• [PROBLEM REQUIREMENTS] Duplicate each of the records below line for line, changing nothing.

** Start of STORED DATA **

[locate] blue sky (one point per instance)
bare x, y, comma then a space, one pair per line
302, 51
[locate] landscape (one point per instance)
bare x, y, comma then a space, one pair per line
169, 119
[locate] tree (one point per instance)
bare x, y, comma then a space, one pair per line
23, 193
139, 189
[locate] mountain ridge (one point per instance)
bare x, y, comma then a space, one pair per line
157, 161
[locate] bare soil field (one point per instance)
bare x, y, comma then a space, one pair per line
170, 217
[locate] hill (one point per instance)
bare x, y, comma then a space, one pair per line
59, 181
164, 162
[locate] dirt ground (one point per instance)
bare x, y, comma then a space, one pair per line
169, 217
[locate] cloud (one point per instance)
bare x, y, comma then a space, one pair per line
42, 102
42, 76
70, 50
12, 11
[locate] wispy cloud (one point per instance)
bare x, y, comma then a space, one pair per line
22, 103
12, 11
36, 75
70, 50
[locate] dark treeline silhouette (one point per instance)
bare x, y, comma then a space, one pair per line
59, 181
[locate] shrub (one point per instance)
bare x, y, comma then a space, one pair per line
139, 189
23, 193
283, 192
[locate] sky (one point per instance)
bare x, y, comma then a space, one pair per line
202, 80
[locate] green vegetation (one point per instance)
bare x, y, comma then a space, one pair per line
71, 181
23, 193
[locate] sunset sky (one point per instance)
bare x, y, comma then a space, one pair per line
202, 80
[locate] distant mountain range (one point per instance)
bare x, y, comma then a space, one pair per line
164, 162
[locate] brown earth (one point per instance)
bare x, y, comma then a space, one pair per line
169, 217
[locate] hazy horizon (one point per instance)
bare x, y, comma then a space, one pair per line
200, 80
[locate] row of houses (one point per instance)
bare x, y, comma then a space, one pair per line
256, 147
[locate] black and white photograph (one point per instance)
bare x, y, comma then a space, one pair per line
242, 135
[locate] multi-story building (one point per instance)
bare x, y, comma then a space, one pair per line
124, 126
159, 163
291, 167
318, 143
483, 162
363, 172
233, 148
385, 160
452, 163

** End of STORED DATA **

• [RESPONSE TO THIS EXERCISE]
[locate] blue sky (one point per instance)
bare x, y, comma then a space, one pair per line
302, 51
[locate] landscape (one point per instance)
bare x, y, comma then a space, one pair per line
169, 119
[locate] tree (one point per instance)
bare x, y, comma then a space, one pair per line
23, 193
139, 189
[locate] mountain ridge (one point per instance)
bare x, y, comma then a space, one pair per line
157, 161
[locate] bare soil field (one point per instance)
bare x, y, comma then a space, one pair per line
170, 217
[locate] hill (one point per instance)
bare x, y, comma then a space, one pair per line
59, 181
164, 162
[locate] dirt ground (one point per instance)
bare x, y, comma then a space, one pair per line
169, 217
[locate] cloud (one point per instance)
bare x, y, comma then a space, one pair per line
42, 102
42, 76
70, 50
12, 11
[locate] wispy cloud (one point per instance)
bare x, y, comma then a space, one pair per line
22, 103
12, 11
36, 75
70, 50
[locate] dark treeline silhouette (one point per instance)
bare x, y, comma then a space, one pair per line
59, 181
[locate] shrub (one point per instance)
bare x, y, comma then a space, one pair per line
139, 189
23, 193
283, 192
[locate] sky (one point per instance)
bare x, y, comma then a space, one pair per line
202, 80
[locate] green vegetation (one point per instance)
bare x, y, comma then a space, one pair per line
71, 181
23, 193
[locate] sunset sky (one point per instance)
bare x, y, comma then a space, one pair per line
202, 80
[locate] distant mountain range (one point per instance)
bare x, y, comma then a space, one pair per line
164, 162
[locate] brown earth (one point per instance)
bare x, y, comma then a space, one pair per line
169, 217
[locate] hazy horizon (one point per instance)
bare x, y, comma then a space, one pair per line
200, 80
[locate] row of houses (one point per instance)
bare x, y, comma then a space, one pair per line
256, 147
[locate] black and white photograph (one point per instance)
bare x, y, comma then a space, one pair per line
242, 135
[locate] multi-story building (one point per instance)
bare x, y, comma then a space, one pair per line
124, 126
159, 163
291, 167
318, 143
483, 162
363, 172
233, 148
385, 160
452, 163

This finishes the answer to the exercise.